+++ Extract provided +++
Each element of the sequences returned by :func:`ast2list` or :func:`ast2tuple`
has a simple form. Sequences representing non-terminal elements in the grammar
always have a length greater than one. The first element is an integer which
identifies a production in the grammar. These integers are given symbolic names
in the C header file :file:`Include/graminit.h` and the Python module
:mod:`symbol`. Each additional element of the sequence represents a component
of the production as recognized in the input string: these are always sequences
which have the same form as the parent. An important aspect of this structure
which should be noted is that keywords used to identify the parent node type,
such as the keyword :keyword:`if` in an :const:`if_stmt`, are included in the
node tree without any special treatment. For example, the :keyword:`if` keyword
is represented by the tuple ``(1, 'if')``, where ``1`` is the numeric value
associated with all :const:`NAME` tokens, including variable and function names
defined by the user. In an alternate form returned when line number information
is requested, the same token might be represented as ``(1, 'if', 12)``, where
the ``12`` represents the line number at which the terminal symbol was found.
Terminal elements are represented in much the same way, but without any child
elements and the addition of the source text which was identified. The example
of the :keyword:`if` keyword above is representative. The various types of
terminal symbols are defined in the C header file :file:`Include/token.h` and
the Python module :mod:`token`.
The AST objects are not required to support the functionality of this module,
but are provided for three purposes: to allow an application to amortize the
cost of processing complex parse trees, to provide a parse tree representation
which conserves memory space when compared to the Python list or tuple
representation, and to ease the creation of additional modules in C which
manipulate parse trees. A simple "wrapper" class may be created in Python to
hide the use of AST objects.
The :mod:`parser` module defines functions for a few distinct purposes. The
most important purposes are to create AST objects and to convert AST objects to
other representations such as parse trees and compiled code objects, but there
are also functions which serve to query the type of parse tree represented by an
AST object.
.. seealso::
Module :mod:`symbol`
Useful constants representing internal nodes of the parse tree.
Module :mod:`token`
Useful constants representing leaf nodes of the parse tree and functions for
testing node values.
.. _creating-asts:
Creating AST Objects
--------------------
AST objects may be created from source code or from a parse tree. When creating
an AST object from source, different functions are used to create the ``'eval'``
and ``'exec'`` forms.
.. function:: expr(source)
+++
# [Required actions]
[1] According to the extract on the parser module, how many purposes are AST objects provided for?
[2] Copy the passage of the extract on the parser module starting at "Terminal elements are" and ending at "of AST objects.", substituting "storage" for "memory space".
+++ Data for analysis +++
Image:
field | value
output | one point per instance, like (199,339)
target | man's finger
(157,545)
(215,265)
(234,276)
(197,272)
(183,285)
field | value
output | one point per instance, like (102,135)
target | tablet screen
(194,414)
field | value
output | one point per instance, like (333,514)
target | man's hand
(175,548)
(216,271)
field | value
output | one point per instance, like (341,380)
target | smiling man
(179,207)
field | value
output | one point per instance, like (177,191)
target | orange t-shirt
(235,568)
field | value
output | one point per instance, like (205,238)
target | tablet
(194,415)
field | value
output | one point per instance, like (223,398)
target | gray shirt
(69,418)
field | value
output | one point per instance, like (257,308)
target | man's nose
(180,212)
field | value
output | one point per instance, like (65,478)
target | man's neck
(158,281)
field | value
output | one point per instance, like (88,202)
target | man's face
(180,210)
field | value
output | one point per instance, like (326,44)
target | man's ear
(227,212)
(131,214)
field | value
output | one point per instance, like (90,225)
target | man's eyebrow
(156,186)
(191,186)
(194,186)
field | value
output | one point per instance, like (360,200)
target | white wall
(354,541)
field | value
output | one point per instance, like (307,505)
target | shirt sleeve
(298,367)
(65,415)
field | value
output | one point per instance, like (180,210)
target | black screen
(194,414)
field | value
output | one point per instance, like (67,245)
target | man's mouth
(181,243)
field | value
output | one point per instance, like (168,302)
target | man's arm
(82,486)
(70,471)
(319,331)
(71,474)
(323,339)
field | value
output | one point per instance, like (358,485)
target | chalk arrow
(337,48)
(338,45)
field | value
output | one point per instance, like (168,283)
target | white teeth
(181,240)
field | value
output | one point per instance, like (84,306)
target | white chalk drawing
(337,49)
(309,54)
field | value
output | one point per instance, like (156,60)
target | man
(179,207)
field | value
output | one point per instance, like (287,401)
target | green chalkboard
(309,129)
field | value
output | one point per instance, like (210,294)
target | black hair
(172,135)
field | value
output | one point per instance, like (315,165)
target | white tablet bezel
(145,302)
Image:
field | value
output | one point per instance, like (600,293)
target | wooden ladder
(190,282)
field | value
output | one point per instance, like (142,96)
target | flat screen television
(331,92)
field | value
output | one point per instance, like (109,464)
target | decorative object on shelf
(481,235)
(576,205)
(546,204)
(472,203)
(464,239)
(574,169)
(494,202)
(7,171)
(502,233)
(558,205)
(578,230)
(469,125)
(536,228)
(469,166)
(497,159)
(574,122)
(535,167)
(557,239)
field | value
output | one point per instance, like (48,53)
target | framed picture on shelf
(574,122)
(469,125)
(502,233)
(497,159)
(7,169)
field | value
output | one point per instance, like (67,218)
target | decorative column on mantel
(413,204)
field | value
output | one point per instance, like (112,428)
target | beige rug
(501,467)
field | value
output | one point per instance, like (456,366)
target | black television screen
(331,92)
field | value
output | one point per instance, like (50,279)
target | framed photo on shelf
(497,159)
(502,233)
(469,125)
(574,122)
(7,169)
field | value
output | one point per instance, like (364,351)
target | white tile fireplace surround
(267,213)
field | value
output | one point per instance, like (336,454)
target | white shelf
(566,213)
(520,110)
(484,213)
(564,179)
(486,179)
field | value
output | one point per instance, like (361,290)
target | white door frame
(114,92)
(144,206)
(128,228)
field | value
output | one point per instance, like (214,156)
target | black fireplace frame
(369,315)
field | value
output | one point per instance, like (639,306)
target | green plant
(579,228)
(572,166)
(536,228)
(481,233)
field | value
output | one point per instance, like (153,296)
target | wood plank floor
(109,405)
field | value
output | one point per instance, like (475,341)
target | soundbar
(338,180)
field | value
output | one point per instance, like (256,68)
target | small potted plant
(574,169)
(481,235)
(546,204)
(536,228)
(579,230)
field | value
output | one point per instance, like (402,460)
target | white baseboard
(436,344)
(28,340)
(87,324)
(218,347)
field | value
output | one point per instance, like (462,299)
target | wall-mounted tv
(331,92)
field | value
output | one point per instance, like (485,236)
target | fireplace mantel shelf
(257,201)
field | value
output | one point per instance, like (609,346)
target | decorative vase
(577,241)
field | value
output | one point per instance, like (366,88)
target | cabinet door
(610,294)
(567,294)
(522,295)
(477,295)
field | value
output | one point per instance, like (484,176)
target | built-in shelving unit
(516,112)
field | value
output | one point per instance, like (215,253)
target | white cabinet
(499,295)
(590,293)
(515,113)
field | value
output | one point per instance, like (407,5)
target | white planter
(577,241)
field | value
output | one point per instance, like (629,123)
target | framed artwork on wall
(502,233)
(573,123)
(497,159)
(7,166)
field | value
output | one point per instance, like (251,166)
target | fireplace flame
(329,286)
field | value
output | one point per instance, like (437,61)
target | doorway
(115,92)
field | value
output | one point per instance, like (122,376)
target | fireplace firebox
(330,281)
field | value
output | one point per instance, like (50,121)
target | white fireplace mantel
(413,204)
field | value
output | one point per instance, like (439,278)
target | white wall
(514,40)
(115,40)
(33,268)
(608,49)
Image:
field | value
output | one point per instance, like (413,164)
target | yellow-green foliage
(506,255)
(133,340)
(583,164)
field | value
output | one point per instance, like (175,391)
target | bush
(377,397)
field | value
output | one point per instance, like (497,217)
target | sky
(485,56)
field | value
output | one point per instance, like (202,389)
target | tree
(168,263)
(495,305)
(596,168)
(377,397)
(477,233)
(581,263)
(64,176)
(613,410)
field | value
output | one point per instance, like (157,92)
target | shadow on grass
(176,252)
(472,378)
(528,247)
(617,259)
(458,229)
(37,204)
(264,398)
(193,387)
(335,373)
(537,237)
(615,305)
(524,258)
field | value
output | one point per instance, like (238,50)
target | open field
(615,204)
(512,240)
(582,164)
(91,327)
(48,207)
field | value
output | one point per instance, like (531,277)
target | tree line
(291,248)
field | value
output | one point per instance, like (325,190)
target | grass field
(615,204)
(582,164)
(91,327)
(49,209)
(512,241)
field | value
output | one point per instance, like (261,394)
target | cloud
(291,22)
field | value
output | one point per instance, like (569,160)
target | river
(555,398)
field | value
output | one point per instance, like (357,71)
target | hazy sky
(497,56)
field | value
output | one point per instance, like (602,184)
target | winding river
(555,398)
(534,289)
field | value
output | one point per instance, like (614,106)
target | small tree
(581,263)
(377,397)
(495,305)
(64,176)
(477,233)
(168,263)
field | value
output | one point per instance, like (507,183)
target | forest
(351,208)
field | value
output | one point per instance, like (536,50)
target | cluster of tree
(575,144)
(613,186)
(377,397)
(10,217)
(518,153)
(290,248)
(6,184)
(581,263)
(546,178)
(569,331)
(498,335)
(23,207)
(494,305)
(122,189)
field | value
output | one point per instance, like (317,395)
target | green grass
+++
# [Solutions to the exercise]
[1] AST objects are provided for three purposes.

[2]
Terminal elements are represented in much the same way, but without any child
elements and the addition of the source text which was identified. The example
of the :keyword:`if` keyword above is representative. The various types of
terminal symbols are defined in the C header file :file:`Include/token.h` and
the Python module :mod:`token`.
The AST objects are not required to support the functionality of this module,
but are provided for three purposes: to allow an application to amortize the
cost of processing complex parse trees, to provide a parse tree representation
which conserves storage when compared to the Python list or tuple
representation, and to ease the creation of additional modules in C which
manipulate parse trees. A simple "wrapper" class may be created in Python to
hide the use of AST objects.